YOUR ASSIGNMENT:
Starting at the first line of the entries below, output every line exactly, up to and including the line with "Exercise. Locate the band".

RECORDS FOR THIS EXERCISE:
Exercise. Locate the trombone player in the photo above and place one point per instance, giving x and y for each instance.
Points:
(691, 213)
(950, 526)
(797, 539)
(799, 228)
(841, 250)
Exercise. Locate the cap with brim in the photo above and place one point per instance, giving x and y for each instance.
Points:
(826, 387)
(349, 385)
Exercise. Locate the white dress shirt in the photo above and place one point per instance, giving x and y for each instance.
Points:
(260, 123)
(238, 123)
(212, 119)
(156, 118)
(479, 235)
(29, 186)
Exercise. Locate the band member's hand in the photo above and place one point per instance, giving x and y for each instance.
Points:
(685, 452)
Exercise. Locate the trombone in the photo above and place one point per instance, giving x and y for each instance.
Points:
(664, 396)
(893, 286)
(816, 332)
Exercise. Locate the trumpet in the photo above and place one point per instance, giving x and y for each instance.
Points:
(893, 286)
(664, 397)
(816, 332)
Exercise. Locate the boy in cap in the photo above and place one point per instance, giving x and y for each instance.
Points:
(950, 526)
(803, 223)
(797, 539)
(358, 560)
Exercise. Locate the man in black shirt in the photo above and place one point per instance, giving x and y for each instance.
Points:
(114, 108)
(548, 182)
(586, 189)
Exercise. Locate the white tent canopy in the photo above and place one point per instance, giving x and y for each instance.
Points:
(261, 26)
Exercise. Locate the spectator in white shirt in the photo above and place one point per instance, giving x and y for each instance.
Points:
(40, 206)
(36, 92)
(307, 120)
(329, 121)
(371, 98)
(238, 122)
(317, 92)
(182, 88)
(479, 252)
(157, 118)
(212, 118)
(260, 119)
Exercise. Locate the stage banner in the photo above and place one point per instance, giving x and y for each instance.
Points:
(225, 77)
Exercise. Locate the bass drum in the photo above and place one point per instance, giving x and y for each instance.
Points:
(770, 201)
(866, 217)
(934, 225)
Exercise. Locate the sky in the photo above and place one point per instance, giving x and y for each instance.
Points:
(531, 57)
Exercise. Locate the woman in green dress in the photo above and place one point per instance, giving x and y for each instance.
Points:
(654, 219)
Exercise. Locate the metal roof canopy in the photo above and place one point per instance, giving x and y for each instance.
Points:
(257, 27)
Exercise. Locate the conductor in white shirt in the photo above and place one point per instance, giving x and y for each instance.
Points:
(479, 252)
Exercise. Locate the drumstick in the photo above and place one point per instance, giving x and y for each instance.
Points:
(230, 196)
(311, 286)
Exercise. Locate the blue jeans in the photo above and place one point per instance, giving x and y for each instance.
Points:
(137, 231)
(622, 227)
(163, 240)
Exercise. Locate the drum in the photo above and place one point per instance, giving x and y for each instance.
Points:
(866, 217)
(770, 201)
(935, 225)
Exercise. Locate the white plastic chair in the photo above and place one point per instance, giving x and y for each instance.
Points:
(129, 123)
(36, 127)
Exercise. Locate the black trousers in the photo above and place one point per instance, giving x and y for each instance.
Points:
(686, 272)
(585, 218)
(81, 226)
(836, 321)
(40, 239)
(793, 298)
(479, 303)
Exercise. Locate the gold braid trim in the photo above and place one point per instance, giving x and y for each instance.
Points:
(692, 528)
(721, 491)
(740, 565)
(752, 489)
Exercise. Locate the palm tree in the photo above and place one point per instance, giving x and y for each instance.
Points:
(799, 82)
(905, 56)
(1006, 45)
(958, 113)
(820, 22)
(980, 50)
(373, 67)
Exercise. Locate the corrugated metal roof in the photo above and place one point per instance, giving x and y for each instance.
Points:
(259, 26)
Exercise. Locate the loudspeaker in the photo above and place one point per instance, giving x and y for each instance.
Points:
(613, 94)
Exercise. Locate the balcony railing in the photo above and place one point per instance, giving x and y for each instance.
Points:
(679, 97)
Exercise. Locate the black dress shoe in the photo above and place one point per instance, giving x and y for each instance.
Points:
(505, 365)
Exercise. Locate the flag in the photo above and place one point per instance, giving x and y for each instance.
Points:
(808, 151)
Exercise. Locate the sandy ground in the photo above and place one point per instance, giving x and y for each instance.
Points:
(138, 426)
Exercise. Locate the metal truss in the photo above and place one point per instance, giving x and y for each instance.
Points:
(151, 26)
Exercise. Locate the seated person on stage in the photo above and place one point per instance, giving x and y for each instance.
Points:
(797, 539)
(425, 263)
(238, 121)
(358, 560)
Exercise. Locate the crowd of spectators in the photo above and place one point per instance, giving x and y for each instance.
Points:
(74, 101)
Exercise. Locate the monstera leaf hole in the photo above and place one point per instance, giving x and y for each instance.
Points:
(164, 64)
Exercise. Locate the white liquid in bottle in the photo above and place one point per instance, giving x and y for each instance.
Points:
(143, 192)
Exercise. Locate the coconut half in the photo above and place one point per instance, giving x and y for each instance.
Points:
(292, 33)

FINISHED TASK:
Exercise. Locate the trombone player in the photo above and place one point per instance, giving x and y for each instance.
Points:
(691, 213)
(950, 526)
(797, 539)
(799, 228)
(841, 250)
Exercise. Locate the cap with brim in the photo above and place one point per instance, giving x and y for each instance.
Points:
(826, 387)
(349, 385)
Exercise. Locate the white dress shirt in the photo above and place one point per instance, giving x and y for each instance.
Points:
(260, 123)
(238, 123)
(212, 119)
(156, 118)
(479, 235)
(29, 186)
Exercise. Locate the band member's hand in the photo above and place one point per instance, giving x and y for each instance.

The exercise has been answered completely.